Material to process
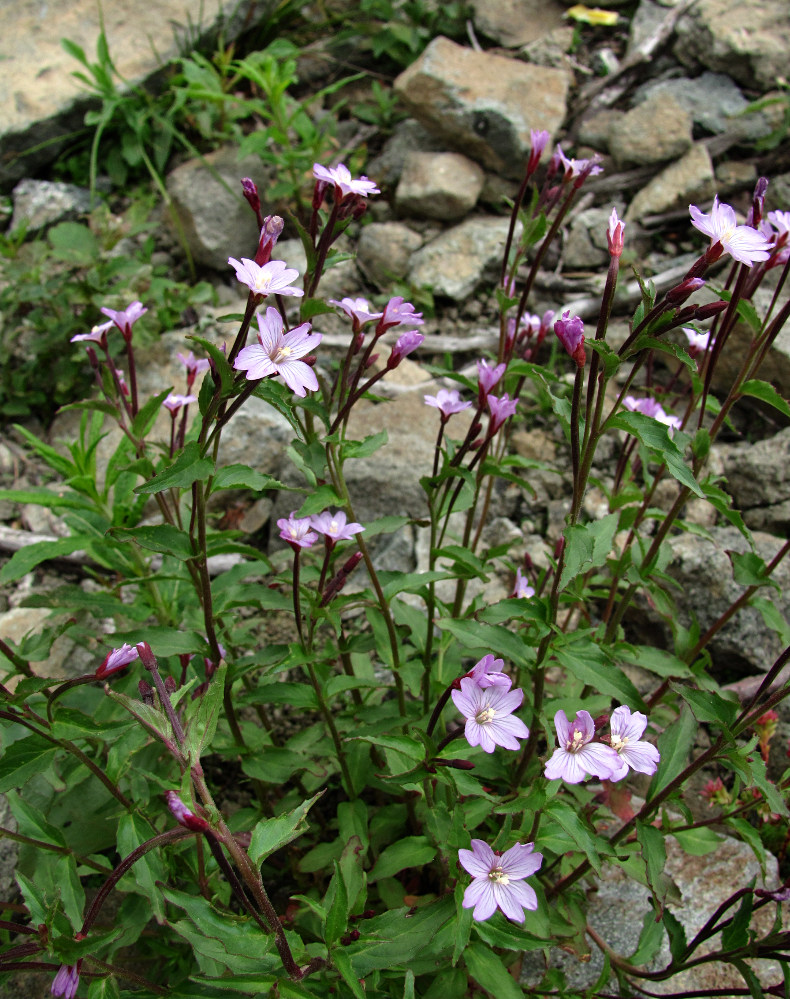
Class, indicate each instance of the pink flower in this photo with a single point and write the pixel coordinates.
(297, 531)
(627, 728)
(570, 330)
(522, 587)
(577, 755)
(273, 278)
(498, 880)
(116, 660)
(98, 334)
(744, 244)
(66, 981)
(357, 309)
(278, 353)
(341, 177)
(126, 318)
(334, 526)
(447, 401)
(502, 408)
(489, 715)
(397, 312)
(174, 402)
(487, 673)
(614, 235)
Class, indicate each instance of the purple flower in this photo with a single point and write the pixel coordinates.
(447, 401)
(487, 379)
(501, 408)
(334, 526)
(577, 755)
(174, 402)
(297, 531)
(627, 728)
(98, 334)
(116, 660)
(744, 244)
(66, 981)
(522, 587)
(489, 715)
(570, 330)
(487, 673)
(126, 318)
(267, 279)
(404, 345)
(357, 309)
(397, 312)
(278, 353)
(614, 235)
(498, 880)
(341, 177)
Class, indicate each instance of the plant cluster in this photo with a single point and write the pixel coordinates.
(301, 775)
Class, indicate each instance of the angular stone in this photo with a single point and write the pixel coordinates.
(213, 217)
(655, 131)
(513, 23)
(690, 179)
(455, 263)
(476, 102)
(748, 42)
(384, 251)
(442, 186)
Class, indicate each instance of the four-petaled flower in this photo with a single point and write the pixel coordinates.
(522, 587)
(297, 531)
(577, 755)
(489, 715)
(570, 331)
(744, 244)
(488, 673)
(267, 279)
(116, 660)
(626, 731)
(126, 318)
(278, 353)
(341, 177)
(334, 526)
(498, 880)
(447, 401)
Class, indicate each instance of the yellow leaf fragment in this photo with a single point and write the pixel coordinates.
(592, 15)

Your task
Recast the records above, from the line containing "Class, indicate each instance of the plant" through the end of the records, as a two-column CSV headed instruction and coordinates. Give one row per record, with each field in quotation marks and line breaks replaced by spaces.

Solution for this exercise
instruction,coordinates
"Class, indicate each instance of the plant cluster in this photo with a single point and write the pixel coordinates.","(301, 775)"
"Class, indicate each instance of the angular stone in this photo with a single point and write the pixel coordinates.","(213, 217) (655, 131) (513, 23) (690, 179) (455, 263) (476, 102) (748, 42) (384, 251) (442, 186)"
"Class, indicate each instance of the four-petaled flower in this photo with a single point and write the pixel coordinates.","(522, 587) (297, 531) (577, 755) (489, 715) (570, 331) (744, 244) (488, 673) (267, 279) (116, 660) (626, 731) (126, 318) (278, 353) (341, 177) (334, 526) (498, 880) (447, 401)"
"Class, indicate each instance of the yellow leaf fragment in this photo with a single point and write the pixel coordinates.","(592, 15)"